EXTRACT PROVIDED:
START

If you use the TDS2020DV development board to produce your applications, the compile to Flash-EEPROM facility will not be immediately available to you. However, the Forth ROM version 4.xxDV is still useful to you in two ways:

 

1.       As an update from the current version 3.07.

2.       To make a customised H8/532 with part of your program already compiled into the microprocessor. The resulting H8/532 will allow you to compile the rest of the program directly into Flash-EEPROM. See THE PART1/PART2 CONFIGURATION, page 238.

EXPANDING THE PROGRAM SPACE

AVAILABLE METHODS

The available program space in the Flash-EEPROM is 29k bytes. This can hold quite a large program because Forth is more compact than other languages and a lot of sub-programs such as LCD and keypad support are already pre-compiled into the Forth system. Larger programs can be accommodated in these ways:

 

q       Use the second part of the H8/532 microprocessor by adopting the ‘Part1/Part2’ configuration. This is very important and is described in the next section in more detail.

q       Off-load text in the program. Messages destined for LCDs can be placed in a PCMCIA-ATA or Compact Flash card or on a Flash chip on the two-wire I2C bus. The latter can be mounted in the 8-pin socket present on TDS2020CM2 PCMCIA and TDS2020CAN (Controller Area Network) adapters. See file #EXTMESS.TDS for details.

q       Reduce the program size by up to 10% by cutting down the size of stored names from the default maximum length of 31 characters. 3 WIDTH ! at the start of your program will cause definition name MAGIC-POTION to be stored as MAG along with its length of 12 bytes. 9 bytes would be saved in this case. Note that choice of names is important, some names may then clash, CONCERT would match the system name CONTEXT with a length of 3 since only 3 characters and the name length would be checked on compilation.

q       Use the empty space in the second part of the H8/532 microprocessor for tables such as character shapes for graphics displays.

q       Use a Flash chip in the 32-pin socket for assembler coded interrupts or in-line parts of the program. Put only a shortened definition in the main dictionary. For example, this calls a subroutine at address hex FF124 in the extended memory:

   HEX
   CODE PROCESS
      FF124. PJSR,
   END-CODE
   DECIMAL

THE PART1/PART2 CONFIGURATION

The normally empty 16k bytes in the microprocessor are used to hold a stable part of your program, the rest being external in the 28-pin socket as usual. You get

 

q       An extra 16k bytes of compiled code

q       Faster compilation, a large section having been pre-compiled

q       All the advantages of Flash Forth in the 28-pin socket

q       The ability to change the second part of the program at will

 

Using #PART1F.TDS you make a H8/532 microprocessor customised to your series of applications by combining both the Forth system and your own primitives to make up to 32k bytes of code you burn into the H8/532.

Using #PART2F.TDS you make the rest of the program—the part that will be stored in the Flash-EEPROM. The higher levels of the program stored here can be repeatedly erased and re-compiled without any PROM programmer, even remotely.

END

What advantages does the excerpt on the TDS2020 Forth system list for the Part1/Part2 configuration?

Coordinate labeling data

START

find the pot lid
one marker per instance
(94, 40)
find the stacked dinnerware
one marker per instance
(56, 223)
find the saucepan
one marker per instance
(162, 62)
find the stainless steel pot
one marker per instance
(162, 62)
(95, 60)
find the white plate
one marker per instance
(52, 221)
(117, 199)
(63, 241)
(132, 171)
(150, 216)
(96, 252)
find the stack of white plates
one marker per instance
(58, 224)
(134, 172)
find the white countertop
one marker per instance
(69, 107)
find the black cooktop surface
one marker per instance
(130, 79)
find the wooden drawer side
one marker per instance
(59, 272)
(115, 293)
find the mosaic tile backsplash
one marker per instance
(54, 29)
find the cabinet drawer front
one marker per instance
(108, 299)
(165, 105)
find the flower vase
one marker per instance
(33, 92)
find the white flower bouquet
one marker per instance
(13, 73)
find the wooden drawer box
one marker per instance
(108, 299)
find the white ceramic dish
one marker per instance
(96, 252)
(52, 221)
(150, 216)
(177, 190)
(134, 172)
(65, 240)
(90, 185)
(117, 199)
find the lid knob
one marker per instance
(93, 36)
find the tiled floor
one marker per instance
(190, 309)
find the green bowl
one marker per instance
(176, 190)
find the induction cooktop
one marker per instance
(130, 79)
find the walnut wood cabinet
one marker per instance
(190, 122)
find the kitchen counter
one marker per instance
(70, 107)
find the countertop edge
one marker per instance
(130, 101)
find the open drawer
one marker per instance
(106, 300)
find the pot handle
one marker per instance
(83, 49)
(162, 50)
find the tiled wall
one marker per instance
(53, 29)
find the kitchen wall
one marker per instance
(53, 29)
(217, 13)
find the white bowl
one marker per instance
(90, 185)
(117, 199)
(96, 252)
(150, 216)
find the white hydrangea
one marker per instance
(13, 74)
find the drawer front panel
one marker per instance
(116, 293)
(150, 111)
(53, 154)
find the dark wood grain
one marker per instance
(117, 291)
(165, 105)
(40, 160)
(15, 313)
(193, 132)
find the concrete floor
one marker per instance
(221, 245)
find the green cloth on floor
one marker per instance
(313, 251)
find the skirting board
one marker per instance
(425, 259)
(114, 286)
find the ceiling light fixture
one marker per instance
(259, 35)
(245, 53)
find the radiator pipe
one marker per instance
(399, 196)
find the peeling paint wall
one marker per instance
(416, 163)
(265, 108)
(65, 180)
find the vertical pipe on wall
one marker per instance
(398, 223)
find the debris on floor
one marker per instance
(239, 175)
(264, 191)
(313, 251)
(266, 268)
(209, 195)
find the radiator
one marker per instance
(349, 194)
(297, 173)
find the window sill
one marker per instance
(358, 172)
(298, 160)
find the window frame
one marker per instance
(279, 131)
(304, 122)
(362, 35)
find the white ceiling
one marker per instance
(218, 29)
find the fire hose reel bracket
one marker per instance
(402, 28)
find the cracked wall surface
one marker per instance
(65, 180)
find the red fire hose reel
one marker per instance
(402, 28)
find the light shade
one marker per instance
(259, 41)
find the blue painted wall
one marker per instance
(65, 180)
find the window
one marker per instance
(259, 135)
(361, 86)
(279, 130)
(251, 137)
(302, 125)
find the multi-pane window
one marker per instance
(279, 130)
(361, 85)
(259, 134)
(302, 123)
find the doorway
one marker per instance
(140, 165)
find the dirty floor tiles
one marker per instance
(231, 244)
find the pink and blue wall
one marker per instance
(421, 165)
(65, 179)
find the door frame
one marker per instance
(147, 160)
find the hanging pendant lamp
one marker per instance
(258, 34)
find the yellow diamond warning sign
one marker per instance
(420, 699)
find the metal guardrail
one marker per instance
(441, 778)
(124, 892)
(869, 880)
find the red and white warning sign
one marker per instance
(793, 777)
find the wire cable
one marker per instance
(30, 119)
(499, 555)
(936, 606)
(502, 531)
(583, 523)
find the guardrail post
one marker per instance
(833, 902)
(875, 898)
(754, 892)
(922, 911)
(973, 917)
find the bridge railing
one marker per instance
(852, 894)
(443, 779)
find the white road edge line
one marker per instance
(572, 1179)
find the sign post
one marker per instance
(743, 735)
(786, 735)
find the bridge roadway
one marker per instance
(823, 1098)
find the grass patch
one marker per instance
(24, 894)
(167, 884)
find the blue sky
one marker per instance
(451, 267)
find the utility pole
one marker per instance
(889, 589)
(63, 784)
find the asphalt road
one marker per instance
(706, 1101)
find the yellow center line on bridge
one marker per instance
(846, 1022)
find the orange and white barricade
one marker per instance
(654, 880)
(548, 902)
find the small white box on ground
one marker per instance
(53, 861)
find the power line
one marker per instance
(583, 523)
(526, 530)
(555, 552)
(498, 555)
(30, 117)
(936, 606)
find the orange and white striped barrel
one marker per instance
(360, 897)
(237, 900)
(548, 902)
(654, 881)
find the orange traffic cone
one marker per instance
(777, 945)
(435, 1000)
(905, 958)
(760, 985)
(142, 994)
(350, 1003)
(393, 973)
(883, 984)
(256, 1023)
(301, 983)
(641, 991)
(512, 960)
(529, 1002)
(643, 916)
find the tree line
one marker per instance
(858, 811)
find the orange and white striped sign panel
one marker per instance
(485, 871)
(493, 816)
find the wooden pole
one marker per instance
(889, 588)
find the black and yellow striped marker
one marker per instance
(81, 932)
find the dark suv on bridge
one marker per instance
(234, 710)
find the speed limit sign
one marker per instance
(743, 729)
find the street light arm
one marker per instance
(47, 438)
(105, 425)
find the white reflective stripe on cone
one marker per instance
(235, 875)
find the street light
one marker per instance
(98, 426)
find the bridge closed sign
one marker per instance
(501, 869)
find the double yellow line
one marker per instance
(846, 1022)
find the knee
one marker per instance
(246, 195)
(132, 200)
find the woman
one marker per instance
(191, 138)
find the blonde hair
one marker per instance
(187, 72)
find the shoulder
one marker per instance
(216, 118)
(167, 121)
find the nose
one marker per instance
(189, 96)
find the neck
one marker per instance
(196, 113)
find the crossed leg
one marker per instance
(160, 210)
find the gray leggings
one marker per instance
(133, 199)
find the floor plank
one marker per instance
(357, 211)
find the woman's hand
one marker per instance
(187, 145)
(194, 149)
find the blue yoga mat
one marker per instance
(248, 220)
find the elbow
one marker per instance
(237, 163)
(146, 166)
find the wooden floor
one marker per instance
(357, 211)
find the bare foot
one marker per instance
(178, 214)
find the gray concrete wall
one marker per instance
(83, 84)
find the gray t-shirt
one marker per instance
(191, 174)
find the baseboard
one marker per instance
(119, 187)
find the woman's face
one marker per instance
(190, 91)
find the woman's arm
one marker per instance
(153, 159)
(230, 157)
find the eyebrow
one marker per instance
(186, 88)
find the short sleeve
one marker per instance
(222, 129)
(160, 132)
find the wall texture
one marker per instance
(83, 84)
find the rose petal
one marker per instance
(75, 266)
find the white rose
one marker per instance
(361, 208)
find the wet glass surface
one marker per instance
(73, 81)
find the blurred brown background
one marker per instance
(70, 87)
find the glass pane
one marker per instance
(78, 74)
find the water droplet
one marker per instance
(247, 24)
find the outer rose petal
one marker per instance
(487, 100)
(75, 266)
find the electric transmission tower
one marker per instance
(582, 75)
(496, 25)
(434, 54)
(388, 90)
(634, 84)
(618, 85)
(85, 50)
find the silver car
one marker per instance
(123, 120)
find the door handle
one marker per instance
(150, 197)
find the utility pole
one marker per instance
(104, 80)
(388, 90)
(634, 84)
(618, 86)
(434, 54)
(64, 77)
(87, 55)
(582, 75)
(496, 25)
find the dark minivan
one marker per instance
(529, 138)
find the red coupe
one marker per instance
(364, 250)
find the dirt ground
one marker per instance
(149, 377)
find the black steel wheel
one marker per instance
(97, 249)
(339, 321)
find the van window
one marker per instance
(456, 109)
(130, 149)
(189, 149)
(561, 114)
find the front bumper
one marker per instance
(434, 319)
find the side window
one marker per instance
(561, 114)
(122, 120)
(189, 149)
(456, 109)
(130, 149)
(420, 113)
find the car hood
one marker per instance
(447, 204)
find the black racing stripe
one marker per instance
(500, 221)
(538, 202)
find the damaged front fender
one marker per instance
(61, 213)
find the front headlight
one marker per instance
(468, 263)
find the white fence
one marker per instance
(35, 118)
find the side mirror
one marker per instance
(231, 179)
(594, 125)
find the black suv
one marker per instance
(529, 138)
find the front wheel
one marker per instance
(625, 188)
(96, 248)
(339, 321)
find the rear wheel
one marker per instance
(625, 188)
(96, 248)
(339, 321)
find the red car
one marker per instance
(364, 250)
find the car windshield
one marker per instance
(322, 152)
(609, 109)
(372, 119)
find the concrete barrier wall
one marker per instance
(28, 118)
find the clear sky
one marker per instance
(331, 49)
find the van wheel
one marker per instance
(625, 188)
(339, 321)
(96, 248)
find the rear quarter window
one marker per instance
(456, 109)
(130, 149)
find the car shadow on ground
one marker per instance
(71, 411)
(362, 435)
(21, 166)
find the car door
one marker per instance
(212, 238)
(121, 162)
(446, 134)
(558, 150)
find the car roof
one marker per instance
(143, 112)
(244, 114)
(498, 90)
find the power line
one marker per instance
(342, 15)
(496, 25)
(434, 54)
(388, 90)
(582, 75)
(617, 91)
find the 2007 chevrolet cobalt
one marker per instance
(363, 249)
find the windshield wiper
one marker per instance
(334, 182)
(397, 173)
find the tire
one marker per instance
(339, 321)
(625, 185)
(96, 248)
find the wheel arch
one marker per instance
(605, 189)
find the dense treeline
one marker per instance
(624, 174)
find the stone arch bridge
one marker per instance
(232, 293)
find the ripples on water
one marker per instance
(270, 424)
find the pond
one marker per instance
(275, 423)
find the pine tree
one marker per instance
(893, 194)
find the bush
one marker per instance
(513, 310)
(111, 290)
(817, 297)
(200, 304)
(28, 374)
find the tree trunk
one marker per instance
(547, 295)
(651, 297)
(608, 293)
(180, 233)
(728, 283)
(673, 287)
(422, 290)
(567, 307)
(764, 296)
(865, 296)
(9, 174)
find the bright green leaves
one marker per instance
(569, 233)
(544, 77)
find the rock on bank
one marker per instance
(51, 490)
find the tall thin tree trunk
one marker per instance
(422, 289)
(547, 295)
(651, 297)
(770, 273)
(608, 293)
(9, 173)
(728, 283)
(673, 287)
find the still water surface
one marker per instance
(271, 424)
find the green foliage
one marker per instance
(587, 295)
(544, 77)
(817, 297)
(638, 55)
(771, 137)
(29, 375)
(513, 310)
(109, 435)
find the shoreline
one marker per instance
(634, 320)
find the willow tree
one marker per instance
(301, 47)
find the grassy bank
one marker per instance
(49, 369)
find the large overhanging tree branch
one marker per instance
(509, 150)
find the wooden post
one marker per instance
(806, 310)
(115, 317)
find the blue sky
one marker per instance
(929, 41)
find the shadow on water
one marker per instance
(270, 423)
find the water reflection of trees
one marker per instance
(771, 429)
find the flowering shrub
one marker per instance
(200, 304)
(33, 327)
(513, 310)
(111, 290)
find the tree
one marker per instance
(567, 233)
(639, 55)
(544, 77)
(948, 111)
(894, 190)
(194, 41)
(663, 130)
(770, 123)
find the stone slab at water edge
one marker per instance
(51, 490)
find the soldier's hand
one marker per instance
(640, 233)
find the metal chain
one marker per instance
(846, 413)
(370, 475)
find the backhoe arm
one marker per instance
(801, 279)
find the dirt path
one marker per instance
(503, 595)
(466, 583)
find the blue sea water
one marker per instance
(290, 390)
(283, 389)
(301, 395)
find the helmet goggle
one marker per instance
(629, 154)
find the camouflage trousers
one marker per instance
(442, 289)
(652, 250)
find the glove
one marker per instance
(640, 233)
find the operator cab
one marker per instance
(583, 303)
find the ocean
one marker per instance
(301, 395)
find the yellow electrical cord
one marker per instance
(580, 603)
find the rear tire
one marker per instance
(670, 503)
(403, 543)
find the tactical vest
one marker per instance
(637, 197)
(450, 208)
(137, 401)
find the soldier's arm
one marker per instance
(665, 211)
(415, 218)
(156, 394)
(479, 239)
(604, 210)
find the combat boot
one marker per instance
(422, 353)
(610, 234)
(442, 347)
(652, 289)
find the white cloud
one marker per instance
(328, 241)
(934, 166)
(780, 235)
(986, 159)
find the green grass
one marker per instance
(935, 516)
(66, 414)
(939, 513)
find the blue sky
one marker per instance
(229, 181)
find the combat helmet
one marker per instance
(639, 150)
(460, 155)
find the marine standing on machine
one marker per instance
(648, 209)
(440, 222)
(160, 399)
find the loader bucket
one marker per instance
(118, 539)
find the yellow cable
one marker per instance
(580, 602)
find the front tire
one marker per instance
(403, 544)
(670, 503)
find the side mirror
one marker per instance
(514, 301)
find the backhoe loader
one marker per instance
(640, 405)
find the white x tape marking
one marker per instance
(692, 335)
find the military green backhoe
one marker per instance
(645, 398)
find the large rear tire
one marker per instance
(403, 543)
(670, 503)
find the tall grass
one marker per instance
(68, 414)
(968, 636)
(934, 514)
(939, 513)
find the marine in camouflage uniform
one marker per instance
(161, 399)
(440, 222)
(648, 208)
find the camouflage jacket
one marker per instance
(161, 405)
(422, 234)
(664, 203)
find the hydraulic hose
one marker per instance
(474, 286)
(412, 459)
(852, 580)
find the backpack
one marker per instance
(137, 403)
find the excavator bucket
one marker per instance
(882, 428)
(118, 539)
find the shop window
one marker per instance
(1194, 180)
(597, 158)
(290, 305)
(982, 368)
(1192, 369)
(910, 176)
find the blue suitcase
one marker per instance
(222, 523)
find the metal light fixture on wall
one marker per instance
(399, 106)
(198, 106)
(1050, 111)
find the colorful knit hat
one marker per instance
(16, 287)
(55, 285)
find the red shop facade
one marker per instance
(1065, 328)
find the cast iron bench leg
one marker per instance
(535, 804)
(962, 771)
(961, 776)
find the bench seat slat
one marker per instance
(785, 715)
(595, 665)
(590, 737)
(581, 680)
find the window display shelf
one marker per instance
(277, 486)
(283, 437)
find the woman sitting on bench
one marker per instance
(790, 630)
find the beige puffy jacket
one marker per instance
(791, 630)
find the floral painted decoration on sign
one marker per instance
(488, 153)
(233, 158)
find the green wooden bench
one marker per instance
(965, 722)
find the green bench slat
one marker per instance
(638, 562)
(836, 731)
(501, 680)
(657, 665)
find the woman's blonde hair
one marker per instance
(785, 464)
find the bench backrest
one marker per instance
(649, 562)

END

FINAL RESULT:
- An extra 16k bytes of compiled code
- Faster compilation, a large section having been pre-compiled
- All the advantages of Flash Forth in the 28-pin socket
- The ability to change the second part of the program at will